This block builds the actual modeling tables: I merge all monthly tables on `(month, sector)`, add POI and city stats, engineer the simple time features, and make sure the target is zero-filled when it's missing.


All the merging utilities live here: collecting every `(month, sector)` combination, stitching features from each table, converting everything to numbers, and separating train/test with matching columns.


In [6]:
def gather_all_month_sector_pairs(tables: Dict[str, pd.DataFrame]) -> pd.DataFrame:
    frames = []
    for key in MONTHLY_TABLE_KEYS:
        frames.append(tables[key][["month", "sector"]])
    combined = pd.concat(frames, ignore_index=True).drop_duplicates()
    combined = combined.dropna(subset=["month", "sector"]).reset_index(drop=True)
    return combined.sort_values(["month", "sector"]).reset_index(drop=True)


def build_feature_frame(base_df: pd.DataFrame, tables: Dict[str, pd.DataFrame], include_target: bool = True) -> pd.DataFrame:
    df = base_df.copy()
    df = df.dropna(subset=["month", "sector"])
    df["year"] = df["month"].dt.year.astype("Int64")
    df["month_num"] = df["month"].dt.month.astype("Int64")

    for table_name, columns in FEATURE_BLOCKS:
        available_cols = [col for col in columns if col in tables[table_name].columns]
        if not available_cols:
            continue
        merge_cols = ["month", "sector"] + available_cols
        df = df.merge(tables[table_name][merge_cols], on=["month", "sector"], how="left")

===============

*STATED GOAL 1*
In the notebook excerpt, why does `build_feature_frame` skip a table in `FEATURE_BLOCKS` without merging anything? Answer in one to three sentences.
*STATED GOAL 2*
Output the section of the notebook excerpt starting with "This block builds" and going on through "with matching columns.".

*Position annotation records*

===============

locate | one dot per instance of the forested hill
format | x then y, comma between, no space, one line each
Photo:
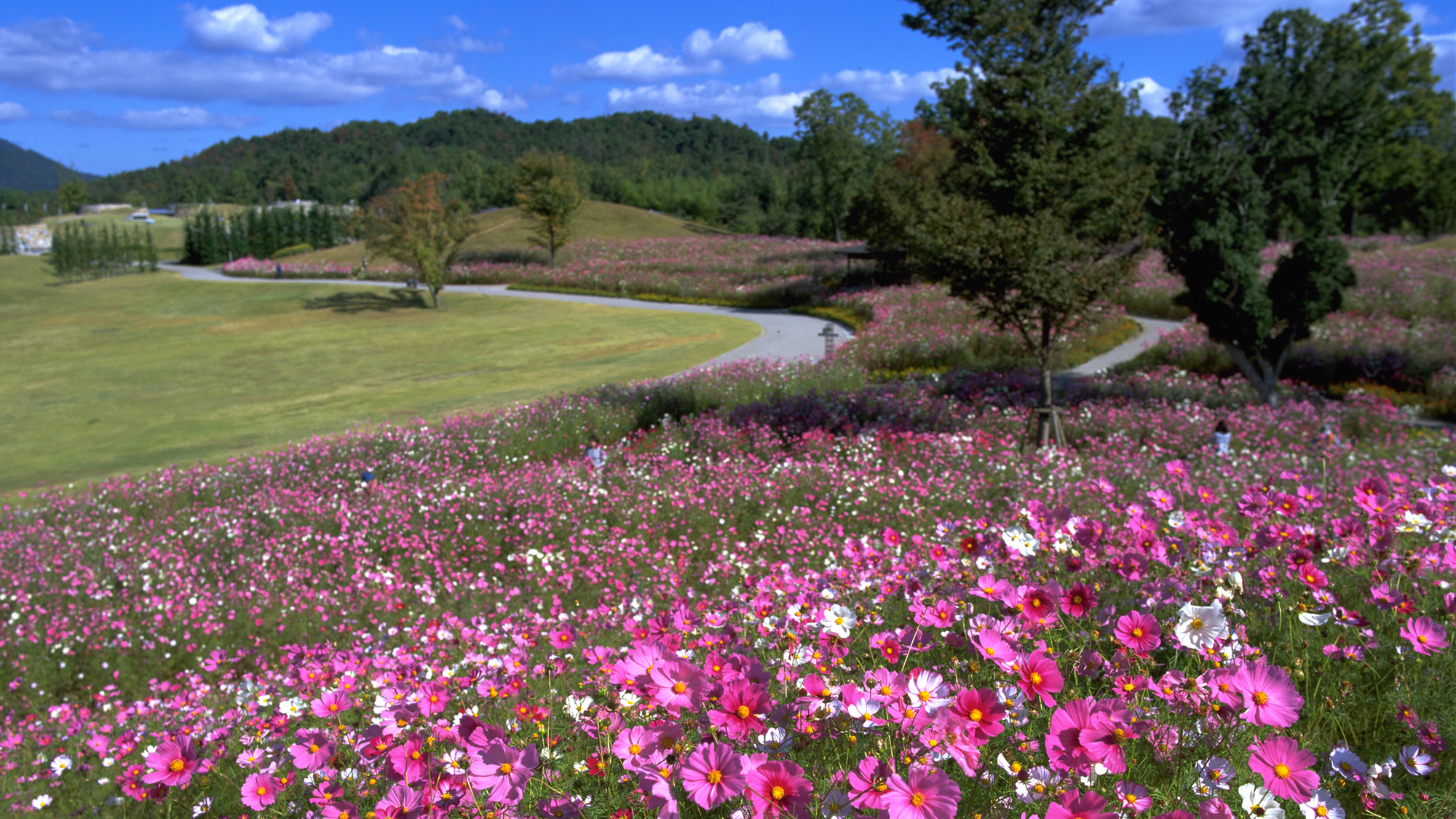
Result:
23,170
703,168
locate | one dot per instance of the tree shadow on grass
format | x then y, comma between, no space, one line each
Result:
368,302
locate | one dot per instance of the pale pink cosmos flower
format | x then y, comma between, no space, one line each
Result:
1269,695
924,793
714,774
1426,636
1286,768
260,790
173,764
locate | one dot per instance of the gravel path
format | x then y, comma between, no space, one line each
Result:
784,334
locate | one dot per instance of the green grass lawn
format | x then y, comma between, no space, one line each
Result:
132,373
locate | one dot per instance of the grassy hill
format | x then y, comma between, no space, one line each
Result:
133,373
24,170
509,229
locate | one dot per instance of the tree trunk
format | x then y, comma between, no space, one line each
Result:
1045,417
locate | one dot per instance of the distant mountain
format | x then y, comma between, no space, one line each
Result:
707,170
23,170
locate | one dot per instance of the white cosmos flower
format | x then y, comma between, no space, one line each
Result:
1323,806
1200,627
838,621
1260,803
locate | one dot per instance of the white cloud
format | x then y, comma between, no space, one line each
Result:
641,65
887,87
749,43
58,56
245,28
162,120
761,101
1152,97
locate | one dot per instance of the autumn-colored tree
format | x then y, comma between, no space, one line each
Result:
417,226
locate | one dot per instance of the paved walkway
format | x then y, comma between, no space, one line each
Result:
784,334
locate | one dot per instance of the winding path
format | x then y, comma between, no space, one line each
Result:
783,336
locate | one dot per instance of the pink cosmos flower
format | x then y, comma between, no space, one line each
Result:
173,764
1080,806
1040,676
925,793
331,704
1285,768
714,774
411,761
1139,631
1426,636
739,708
780,788
400,803
870,784
432,698
1269,695
982,713
1133,796
1080,599
505,771
260,790
312,751
633,743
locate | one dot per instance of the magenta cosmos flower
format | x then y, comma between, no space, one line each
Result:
1285,767
1080,806
1040,676
714,774
780,788
1269,695
173,764
260,790
922,794
739,708
503,771
312,751
1426,636
1139,631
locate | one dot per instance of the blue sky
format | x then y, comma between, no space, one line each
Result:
113,87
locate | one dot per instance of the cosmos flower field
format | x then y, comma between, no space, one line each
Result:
806,596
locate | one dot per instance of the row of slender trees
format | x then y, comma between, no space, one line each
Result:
82,251
212,238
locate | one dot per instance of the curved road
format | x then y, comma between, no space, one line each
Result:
784,334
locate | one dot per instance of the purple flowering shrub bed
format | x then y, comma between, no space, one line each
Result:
906,617
1397,328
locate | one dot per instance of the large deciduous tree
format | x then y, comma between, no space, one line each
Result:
1281,152
547,189
417,226
842,143
1020,187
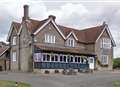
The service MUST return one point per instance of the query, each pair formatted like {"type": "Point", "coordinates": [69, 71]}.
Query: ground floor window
{"type": "Point", "coordinates": [47, 57]}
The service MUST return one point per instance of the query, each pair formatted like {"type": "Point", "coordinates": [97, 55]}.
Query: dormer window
{"type": "Point", "coordinates": [105, 43]}
{"type": "Point", "coordinates": [14, 40]}
{"type": "Point", "coordinates": [49, 38]}
{"type": "Point", "coordinates": [71, 42]}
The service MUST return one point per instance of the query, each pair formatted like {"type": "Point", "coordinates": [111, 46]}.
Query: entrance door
{"type": "Point", "coordinates": [91, 63]}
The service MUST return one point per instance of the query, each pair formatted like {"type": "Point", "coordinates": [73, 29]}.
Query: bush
{"type": "Point", "coordinates": [116, 63]}
{"type": "Point", "coordinates": [47, 72]}
{"type": "Point", "coordinates": [56, 71]}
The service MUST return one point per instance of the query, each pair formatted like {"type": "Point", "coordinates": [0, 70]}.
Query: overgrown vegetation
{"type": "Point", "coordinates": [4, 83]}
{"type": "Point", "coordinates": [117, 83]}
{"type": "Point", "coordinates": [116, 63]}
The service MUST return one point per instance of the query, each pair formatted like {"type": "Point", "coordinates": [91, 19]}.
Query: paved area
{"type": "Point", "coordinates": [97, 79]}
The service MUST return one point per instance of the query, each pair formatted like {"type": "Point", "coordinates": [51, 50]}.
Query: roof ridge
{"type": "Point", "coordinates": [80, 29]}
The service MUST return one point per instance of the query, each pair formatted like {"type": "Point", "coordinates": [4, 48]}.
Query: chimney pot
{"type": "Point", "coordinates": [52, 17]}
{"type": "Point", "coordinates": [26, 12]}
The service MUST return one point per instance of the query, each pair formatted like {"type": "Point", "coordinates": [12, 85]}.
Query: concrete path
{"type": "Point", "coordinates": [97, 79]}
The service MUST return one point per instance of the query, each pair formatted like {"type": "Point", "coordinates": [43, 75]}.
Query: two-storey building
{"type": "Point", "coordinates": [46, 45]}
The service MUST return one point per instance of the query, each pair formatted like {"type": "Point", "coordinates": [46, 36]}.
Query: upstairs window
{"type": "Point", "coordinates": [105, 43]}
{"type": "Point", "coordinates": [49, 38]}
{"type": "Point", "coordinates": [14, 55]}
{"type": "Point", "coordinates": [71, 42]}
{"type": "Point", "coordinates": [14, 40]}
{"type": "Point", "coordinates": [104, 59]}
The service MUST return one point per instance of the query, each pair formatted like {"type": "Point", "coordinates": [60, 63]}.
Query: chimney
{"type": "Point", "coordinates": [104, 23]}
{"type": "Point", "coordinates": [52, 17]}
{"type": "Point", "coordinates": [26, 12]}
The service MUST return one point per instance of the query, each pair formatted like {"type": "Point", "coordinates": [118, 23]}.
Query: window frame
{"type": "Point", "coordinates": [106, 43]}
{"type": "Point", "coordinates": [105, 59]}
{"type": "Point", "coordinates": [14, 56]}
{"type": "Point", "coordinates": [49, 38]}
{"type": "Point", "coordinates": [71, 42]}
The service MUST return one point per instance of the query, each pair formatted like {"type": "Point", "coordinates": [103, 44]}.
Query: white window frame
{"type": "Point", "coordinates": [104, 59]}
{"type": "Point", "coordinates": [49, 38]}
{"type": "Point", "coordinates": [14, 56]}
{"type": "Point", "coordinates": [14, 40]}
{"type": "Point", "coordinates": [71, 42]}
{"type": "Point", "coordinates": [105, 43]}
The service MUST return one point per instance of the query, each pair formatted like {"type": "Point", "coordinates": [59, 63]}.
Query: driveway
{"type": "Point", "coordinates": [97, 79]}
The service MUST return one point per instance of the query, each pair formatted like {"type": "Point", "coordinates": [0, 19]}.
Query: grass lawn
{"type": "Point", "coordinates": [117, 83]}
{"type": "Point", "coordinates": [4, 83]}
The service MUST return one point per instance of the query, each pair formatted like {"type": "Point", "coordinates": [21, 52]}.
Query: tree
{"type": "Point", "coordinates": [116, 63]}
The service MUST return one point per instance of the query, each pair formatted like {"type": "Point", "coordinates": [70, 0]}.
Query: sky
{"type": "Point", "coordinates": [79, 14]}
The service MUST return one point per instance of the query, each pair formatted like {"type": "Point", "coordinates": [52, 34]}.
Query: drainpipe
{"type": "Point", "coordinates": [19, 61]}
{"type": "Point", "coordinates": [32, 47]}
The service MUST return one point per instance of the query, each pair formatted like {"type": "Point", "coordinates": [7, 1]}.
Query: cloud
{"type": "Point", "coordinates": [79, 15]}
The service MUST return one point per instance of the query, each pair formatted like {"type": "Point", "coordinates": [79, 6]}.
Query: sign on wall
{"type": "Point", "coordinates": [37, 57]}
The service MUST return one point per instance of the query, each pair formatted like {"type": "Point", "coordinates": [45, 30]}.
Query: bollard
{"type": "Point", "coordinates": [16, 84]}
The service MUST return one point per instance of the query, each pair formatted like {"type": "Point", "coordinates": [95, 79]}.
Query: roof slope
{"type": "Point", "coordinates": [88, 35]}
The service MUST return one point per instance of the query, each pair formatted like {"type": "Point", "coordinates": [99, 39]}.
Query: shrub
{"type": "Point", "coordinates": [116, 63]}
{"type": "Point", "coordinates": [56, 71]}
{"type": "Point", "coordinates": [47, 72]}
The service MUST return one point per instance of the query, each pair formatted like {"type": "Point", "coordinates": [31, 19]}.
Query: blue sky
{"type": "Point", "coordinates": [74, 13]}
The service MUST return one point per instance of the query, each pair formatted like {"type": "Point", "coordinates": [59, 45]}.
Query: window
{"type": "Point", "coordinates": [52, 58]}
{"type": "Point", "coordinates": [105, 43]}
{"type": "Point", "coordinates": [61, 58]}
{"type": "Point", "coordinates": [37, 57]}
{"type": "Point", "coordinates": [48, 57]}
{"type": "Point", "coordinates": [76, 59]}
{"type": "Point", "coordinates": [44, 57]}
{"type": "Point", "coordinates": [104, 59]}
{"type": "Point", "coordinates": [14, 56]}
{"type": "Point", "coordinates": [65, 58]}
{"type": "Point", "coordinates": [49, 38]}
{"type": "Point", "coordinates": [71, 42]}
{"type": "Point", "coordinates": [71, 59]}
{"type": "Point", "coordinates": [14, 40]}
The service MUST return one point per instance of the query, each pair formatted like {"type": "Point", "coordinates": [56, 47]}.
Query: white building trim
{"type": "Point", "coordinates": [106, 28]}
{"type": "Point", "coordinates": [50, 20]}
{"type": "Point", "coordinates": [72, 33]}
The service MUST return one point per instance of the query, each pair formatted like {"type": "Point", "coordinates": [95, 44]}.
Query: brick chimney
{"type": "Point", "coordinates": [52, 17]}
{"type": "Point", "coordinates": [26, 12]}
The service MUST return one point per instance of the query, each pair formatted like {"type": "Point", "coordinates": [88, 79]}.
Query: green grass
{"type": "Point", "coordinates": [4, 83]}
{"type": "Point", "coordinates": [117, 83]}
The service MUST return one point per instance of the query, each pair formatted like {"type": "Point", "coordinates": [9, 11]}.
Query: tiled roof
{"type": "Point", "coordinates": [88, 35]}
{"type": "Point", "coordinates": [16, 25]}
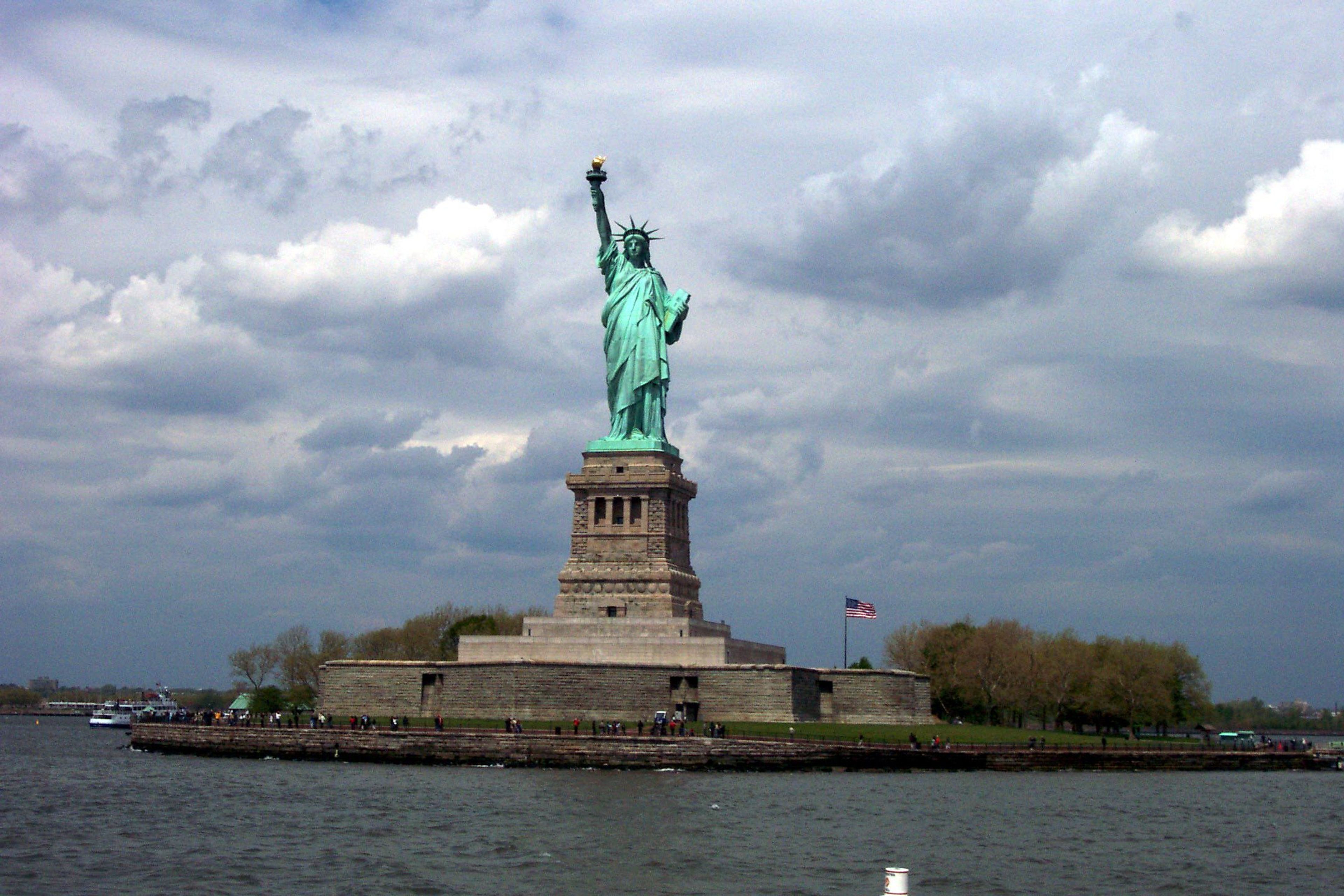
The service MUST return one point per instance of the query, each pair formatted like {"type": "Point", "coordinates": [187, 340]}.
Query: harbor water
{"type": "Point", "coordinates": [81, 814]}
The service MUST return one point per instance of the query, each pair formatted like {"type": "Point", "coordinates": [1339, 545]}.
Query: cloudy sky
{"type": "Point", "coordinates": [1025, 311]}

===============

*FINISHED ANSWER 1*
The table is skipped when none of the block's listed columns exist in it. In that case `available_cols` is empty, so the loop hits `continue` and moves on without a merge.

*FINISHED ANSWER 2*
This block builds the actual modeling tables: I merge all monthly tables on `(month, sector)`, add POI and city stats, engineer the simple time features, and make sure the target is zero-filled when it's missing.


All the merging utilities live here: collecting every `(month, sector)` combination, stitching features from each table, converting everything to numbers, and separating train/test with matching columns.